He added: “It is good the chancellor seemingly recognises that in the short term there is scope to reform the revaluation process to avoid the dramatic increases and, moreover, that the government will set out its preferred approach before the next revaluation is due.”
The BA has written to all ministers, MPs and members of the House of Lords, detailing the BA’s concerns on business rates. Tim Godfray, chief executive of the Booksellers Association, said: “Our concern was that many booksellers who will have to continue to pay business rates from April this year were going to be absolutely crippled by massive increases, especially those in London. However, let me be very clear – this was not just a London issue. We have had serious concerns over business rates increases for our members in other parts of the country.
“Business Rates have consistently been rated by BA members as one of their top concerns. Indeed, alongside the need to ensure free and fair competition in the book trade, Business Rates have consistently ranked as a top concern.”
Booksellers have previously spoken of their frustration and despair over the “unfair” rates hikes.
Tim Walker, manager at Walkers Bookshops, said: “We have been selling books since 1972 and I don’t think I’ve ever seen such unprecedented rises in costs [that] I have no control over.” He anticipated that his two premises, in Oakham (East Midlands) and Stamford (Lincolnshire), will have to tackle business rates rises of a third and 50% respectively.
Meanwhile Brett Wolstencroft, manager at Daunt Books, told The Bookseller at the time that the mini-chain felt “trapped” by the situation, and was steeling itself for a 100% rise in rateable value of its Marylebone shop; in effect, a rise of £50,000 annually. “This will have a huge impact and businesses can’t sustain it. We are trapped. Bookshops, more than other businesses, can’t just look at other premises,” he said.
Today (8th March) the independent booksellers The Bookseller spoke to said that it was a “shame” but the new measures introduced by the chancellor would most likely not benefit them.
Wolstencroft said that he suspected “very small” businesses would benefit from the relief, but as a mini-chain, Daunt Books would not see any change.
Ben Millwood-Harris, manager of Artwords, which has shops in Shoreditch and London Fields, agreed. “I don’t think we’ll qualify [for the rates relief]. We’ve got two outlets so I don’t think it will make any difference to us at all," he said. "I do hope it will make a difference for smaller, single outlet bookshops.”
Meanwhile Mike Cherry, national chairman at the Federation of Small Businesses (FSB), welcomed the fact that the chancellor has listened to the small business-led campaign on business rates.
"The £435 million of new money is a direct and much-needed response to those facing astronomical hikes in their business rates," he said. "This immediate relief is vital in the short-term, and action on more frequent revaluations will also help."
However, Helen Dickinson, chief executive of the British Retail Consortium (BRC), was concerned that the new business rate relief measures added “complexity to an already impenetrable system” and called the £435m figure a “drop in the ocean”.
“We hope that the relief measures will help some of those businesses hardest hit by the revaluation, albeit only temporarily,” she said. “However, more short term relief measures continue to add complexity to an already impenetrable system. £435 million is a drop in the ocean compared with the £25 billion a year that the tax raises. This is yet another sticking plaster on a chronically ill patient – an unsustainable property tax higher here than anywhere in the developed world."
She said the body agreed with Hammond that a business rate review was urgently needed and any new system must be “fit for purpose in the 21st century” and “incorporate business tax in its entirety and not be constrained by the technicality of fiscal neutrality around business rates”.

## Entries shown
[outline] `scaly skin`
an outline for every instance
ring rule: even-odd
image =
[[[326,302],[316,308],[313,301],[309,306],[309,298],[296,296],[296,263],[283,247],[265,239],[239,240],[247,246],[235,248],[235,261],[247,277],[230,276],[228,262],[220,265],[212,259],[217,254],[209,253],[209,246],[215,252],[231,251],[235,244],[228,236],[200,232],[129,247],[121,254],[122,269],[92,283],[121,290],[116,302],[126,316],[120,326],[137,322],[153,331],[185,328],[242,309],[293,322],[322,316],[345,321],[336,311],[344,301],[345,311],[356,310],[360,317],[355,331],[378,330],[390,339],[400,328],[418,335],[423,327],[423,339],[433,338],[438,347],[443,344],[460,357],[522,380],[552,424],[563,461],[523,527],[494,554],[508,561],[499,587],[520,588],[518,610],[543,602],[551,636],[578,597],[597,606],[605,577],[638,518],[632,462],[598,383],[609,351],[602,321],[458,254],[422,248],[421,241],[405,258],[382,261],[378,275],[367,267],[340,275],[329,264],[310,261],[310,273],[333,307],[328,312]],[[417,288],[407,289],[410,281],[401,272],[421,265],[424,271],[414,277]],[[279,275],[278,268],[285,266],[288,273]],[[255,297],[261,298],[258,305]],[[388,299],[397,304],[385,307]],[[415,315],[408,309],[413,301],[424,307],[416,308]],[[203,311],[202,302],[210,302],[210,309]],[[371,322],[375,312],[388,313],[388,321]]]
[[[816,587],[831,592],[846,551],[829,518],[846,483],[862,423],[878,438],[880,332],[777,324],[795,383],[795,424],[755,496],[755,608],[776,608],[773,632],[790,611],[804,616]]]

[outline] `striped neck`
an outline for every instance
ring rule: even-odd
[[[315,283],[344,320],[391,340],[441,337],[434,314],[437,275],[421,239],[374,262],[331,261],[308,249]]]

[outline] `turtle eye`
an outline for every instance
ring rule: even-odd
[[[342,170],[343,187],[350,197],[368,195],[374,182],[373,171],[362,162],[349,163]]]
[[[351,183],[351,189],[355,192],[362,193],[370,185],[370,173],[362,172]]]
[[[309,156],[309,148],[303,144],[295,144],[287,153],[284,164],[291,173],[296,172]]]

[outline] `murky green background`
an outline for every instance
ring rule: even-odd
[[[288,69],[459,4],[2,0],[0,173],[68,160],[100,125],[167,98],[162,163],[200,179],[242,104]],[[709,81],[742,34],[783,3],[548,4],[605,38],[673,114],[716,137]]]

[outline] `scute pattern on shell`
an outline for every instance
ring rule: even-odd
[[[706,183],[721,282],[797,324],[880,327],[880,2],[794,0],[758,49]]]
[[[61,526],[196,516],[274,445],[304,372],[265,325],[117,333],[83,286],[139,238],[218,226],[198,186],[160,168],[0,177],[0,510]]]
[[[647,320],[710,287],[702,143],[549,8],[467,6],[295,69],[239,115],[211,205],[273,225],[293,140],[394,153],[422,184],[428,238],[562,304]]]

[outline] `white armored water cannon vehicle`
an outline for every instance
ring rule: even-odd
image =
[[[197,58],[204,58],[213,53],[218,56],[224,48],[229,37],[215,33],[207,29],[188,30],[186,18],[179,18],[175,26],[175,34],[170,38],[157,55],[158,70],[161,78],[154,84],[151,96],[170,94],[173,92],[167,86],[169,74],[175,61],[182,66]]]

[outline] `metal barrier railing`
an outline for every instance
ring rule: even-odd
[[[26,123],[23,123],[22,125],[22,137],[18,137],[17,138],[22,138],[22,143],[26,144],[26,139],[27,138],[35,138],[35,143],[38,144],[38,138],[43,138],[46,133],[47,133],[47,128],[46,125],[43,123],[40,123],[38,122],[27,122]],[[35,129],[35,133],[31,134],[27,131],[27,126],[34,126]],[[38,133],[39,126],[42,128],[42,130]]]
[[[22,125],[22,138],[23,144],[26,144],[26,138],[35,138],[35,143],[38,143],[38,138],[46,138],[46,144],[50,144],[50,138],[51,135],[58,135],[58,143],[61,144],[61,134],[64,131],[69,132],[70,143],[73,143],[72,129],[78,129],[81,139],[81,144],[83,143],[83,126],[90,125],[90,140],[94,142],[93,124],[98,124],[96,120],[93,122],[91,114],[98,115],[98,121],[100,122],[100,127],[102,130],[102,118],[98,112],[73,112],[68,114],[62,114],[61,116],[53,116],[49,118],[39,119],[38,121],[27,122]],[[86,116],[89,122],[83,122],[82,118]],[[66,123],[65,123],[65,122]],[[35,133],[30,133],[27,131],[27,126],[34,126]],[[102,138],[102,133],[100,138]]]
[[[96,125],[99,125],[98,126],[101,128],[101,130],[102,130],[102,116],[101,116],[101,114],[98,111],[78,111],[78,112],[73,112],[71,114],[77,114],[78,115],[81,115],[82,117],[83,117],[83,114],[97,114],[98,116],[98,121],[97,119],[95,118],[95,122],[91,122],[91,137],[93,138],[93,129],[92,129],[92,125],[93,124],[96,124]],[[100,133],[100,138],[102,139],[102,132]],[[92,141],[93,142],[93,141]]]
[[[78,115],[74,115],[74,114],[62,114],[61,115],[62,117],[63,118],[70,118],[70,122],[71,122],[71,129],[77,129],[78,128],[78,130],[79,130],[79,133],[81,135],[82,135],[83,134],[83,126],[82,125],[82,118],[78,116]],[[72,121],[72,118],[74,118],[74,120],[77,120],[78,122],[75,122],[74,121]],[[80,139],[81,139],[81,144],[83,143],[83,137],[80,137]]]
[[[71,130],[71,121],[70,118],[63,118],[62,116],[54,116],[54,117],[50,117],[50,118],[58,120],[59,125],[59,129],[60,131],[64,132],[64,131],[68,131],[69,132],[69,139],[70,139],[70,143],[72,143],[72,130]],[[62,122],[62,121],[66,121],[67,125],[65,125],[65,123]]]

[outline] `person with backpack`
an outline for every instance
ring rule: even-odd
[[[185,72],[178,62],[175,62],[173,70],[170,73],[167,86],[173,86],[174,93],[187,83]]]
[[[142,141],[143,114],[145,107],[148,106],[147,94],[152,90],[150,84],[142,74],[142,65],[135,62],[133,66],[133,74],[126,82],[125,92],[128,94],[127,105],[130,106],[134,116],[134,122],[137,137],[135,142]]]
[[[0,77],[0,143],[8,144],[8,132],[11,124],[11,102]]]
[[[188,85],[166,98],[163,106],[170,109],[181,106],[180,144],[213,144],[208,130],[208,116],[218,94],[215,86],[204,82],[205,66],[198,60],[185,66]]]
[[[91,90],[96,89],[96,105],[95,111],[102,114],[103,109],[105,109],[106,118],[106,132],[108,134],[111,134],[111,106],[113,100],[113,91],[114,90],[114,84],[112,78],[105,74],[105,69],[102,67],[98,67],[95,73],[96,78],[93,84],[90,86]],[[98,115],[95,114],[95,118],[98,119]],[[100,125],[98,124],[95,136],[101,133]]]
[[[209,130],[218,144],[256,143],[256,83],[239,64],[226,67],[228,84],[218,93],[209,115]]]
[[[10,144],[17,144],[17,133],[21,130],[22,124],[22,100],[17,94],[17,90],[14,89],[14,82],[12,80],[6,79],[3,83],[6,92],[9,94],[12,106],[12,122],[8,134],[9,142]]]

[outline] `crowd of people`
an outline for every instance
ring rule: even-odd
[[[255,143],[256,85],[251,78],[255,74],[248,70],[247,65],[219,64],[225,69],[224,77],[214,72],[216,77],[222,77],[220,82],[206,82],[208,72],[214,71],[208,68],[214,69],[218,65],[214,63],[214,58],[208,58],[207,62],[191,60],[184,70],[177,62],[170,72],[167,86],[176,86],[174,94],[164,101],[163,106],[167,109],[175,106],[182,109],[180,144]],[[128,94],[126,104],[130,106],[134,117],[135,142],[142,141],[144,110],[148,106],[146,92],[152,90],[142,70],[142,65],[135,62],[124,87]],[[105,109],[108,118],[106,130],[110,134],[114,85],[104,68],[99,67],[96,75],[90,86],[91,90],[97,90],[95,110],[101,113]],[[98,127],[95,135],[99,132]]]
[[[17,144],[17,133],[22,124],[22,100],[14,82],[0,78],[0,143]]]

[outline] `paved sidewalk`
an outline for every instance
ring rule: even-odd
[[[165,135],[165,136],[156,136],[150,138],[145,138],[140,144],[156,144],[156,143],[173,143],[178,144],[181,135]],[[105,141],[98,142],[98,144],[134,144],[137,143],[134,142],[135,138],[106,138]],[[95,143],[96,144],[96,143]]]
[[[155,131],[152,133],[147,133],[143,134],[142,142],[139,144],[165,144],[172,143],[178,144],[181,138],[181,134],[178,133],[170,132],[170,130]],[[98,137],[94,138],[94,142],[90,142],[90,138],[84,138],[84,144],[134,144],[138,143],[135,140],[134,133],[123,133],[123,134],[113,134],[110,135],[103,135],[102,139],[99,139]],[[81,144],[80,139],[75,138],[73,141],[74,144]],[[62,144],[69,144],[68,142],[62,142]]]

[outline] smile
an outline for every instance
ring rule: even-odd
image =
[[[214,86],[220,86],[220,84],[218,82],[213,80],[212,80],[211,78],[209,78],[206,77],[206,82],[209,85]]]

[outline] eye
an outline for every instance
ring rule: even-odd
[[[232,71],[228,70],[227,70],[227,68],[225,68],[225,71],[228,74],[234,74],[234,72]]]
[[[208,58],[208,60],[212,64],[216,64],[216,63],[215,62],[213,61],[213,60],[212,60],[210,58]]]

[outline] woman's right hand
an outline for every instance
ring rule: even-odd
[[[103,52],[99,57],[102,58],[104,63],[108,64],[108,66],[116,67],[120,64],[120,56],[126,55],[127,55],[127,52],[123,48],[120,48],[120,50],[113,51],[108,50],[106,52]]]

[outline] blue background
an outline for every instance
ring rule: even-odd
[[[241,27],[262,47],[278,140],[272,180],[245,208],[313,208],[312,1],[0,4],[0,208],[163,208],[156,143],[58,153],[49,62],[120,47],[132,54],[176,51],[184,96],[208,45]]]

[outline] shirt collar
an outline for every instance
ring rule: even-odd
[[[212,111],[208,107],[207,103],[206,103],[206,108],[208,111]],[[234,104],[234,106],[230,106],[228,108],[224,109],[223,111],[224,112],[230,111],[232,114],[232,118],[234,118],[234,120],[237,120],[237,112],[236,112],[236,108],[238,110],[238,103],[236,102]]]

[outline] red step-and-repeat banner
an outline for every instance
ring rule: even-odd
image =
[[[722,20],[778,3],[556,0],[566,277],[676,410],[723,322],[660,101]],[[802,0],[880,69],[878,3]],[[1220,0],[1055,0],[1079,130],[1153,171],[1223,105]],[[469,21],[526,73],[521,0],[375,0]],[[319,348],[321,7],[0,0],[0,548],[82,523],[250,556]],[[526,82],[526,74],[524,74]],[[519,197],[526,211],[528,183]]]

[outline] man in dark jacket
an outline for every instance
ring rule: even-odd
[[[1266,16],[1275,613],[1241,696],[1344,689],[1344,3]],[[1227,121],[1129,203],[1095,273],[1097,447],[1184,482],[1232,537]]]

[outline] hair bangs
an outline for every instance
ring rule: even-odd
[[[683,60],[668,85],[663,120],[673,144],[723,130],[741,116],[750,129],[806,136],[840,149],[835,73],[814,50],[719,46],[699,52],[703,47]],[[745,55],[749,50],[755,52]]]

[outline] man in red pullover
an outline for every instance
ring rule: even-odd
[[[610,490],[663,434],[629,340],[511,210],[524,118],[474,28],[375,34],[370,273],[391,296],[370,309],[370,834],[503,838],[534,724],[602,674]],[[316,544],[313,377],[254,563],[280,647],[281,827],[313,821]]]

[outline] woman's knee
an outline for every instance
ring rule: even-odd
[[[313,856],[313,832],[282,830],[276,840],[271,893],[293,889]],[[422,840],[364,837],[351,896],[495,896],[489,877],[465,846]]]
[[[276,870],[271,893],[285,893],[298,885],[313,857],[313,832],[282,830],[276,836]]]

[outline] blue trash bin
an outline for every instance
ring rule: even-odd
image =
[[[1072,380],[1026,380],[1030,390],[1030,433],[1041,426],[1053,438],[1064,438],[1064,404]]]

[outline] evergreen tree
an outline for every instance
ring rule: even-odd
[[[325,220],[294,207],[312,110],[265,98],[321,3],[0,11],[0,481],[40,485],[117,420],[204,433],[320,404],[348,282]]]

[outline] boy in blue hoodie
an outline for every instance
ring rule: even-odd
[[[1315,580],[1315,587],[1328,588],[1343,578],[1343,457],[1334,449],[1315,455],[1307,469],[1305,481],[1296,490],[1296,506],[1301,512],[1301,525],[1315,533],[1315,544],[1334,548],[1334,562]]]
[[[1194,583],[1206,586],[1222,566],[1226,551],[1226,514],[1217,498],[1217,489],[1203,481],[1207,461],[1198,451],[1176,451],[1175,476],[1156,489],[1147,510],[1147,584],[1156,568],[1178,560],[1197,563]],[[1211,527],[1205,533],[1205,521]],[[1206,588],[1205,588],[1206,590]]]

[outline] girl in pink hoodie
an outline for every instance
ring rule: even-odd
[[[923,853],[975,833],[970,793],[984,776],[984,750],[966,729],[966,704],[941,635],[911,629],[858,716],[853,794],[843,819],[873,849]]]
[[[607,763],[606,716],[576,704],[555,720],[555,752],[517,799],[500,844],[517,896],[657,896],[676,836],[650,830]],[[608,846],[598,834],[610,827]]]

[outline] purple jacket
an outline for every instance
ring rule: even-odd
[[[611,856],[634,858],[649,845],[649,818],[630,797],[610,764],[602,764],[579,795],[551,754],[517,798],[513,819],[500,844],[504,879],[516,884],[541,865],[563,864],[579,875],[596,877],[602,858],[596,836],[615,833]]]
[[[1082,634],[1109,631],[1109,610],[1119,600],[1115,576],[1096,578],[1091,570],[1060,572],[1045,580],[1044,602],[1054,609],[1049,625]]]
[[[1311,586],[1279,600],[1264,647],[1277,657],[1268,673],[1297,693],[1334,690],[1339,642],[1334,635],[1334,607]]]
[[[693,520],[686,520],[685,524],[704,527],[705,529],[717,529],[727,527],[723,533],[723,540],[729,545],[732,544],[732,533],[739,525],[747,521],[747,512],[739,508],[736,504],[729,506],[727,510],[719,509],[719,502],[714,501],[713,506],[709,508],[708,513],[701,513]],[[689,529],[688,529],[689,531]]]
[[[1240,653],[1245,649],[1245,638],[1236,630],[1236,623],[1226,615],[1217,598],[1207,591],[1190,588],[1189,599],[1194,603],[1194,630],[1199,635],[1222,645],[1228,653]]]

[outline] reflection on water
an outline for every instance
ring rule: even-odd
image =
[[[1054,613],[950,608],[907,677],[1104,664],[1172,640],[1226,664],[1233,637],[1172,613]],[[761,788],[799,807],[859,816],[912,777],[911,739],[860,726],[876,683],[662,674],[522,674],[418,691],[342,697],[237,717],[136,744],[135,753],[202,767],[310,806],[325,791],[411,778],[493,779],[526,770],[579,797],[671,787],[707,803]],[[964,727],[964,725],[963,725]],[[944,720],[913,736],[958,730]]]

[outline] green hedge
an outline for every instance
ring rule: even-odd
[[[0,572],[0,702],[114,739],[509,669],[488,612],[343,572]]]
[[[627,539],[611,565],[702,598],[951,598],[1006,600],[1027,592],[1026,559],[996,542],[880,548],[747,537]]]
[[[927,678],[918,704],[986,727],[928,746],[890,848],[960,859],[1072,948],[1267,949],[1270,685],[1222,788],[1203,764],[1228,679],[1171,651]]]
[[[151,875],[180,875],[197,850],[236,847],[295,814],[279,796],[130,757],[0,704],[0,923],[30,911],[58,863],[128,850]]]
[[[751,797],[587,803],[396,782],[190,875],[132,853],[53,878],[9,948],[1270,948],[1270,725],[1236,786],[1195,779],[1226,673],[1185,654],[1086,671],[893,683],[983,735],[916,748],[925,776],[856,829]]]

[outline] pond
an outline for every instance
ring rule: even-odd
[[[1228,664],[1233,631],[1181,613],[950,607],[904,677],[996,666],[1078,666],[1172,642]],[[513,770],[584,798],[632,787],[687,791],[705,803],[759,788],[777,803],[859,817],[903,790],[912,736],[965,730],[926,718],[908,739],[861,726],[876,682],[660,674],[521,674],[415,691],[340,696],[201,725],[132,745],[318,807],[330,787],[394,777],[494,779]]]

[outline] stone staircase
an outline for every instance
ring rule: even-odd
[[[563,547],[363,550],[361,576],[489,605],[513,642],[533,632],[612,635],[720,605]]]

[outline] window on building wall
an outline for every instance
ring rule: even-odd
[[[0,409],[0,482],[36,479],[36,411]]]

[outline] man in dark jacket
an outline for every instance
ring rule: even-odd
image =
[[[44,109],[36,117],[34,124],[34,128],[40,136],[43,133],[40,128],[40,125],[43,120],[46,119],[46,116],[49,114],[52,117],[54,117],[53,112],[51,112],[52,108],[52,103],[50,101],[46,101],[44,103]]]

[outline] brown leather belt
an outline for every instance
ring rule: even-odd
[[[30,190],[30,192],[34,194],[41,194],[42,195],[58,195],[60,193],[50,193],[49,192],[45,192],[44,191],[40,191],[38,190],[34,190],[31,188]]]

## Required work
Reproduce the part of the article on business rates that begins at the words "Tim Walker, manager" and stops after "and 50% respectively.". The lines come from a separate source, unrelated to the article on business rates.

## Reply
Tim Walker, manager at Walkers Bookshops, said: “We have been selling books since 1972 and I don’t think I’ve ever seen such unprecedented rises in costs [that] I have no control over.” He anticipated that his two premises, in Oakham (East Midlands) and Stamford (Lincolnshire), will have to tackle business rates rises of a third and 50% respectively.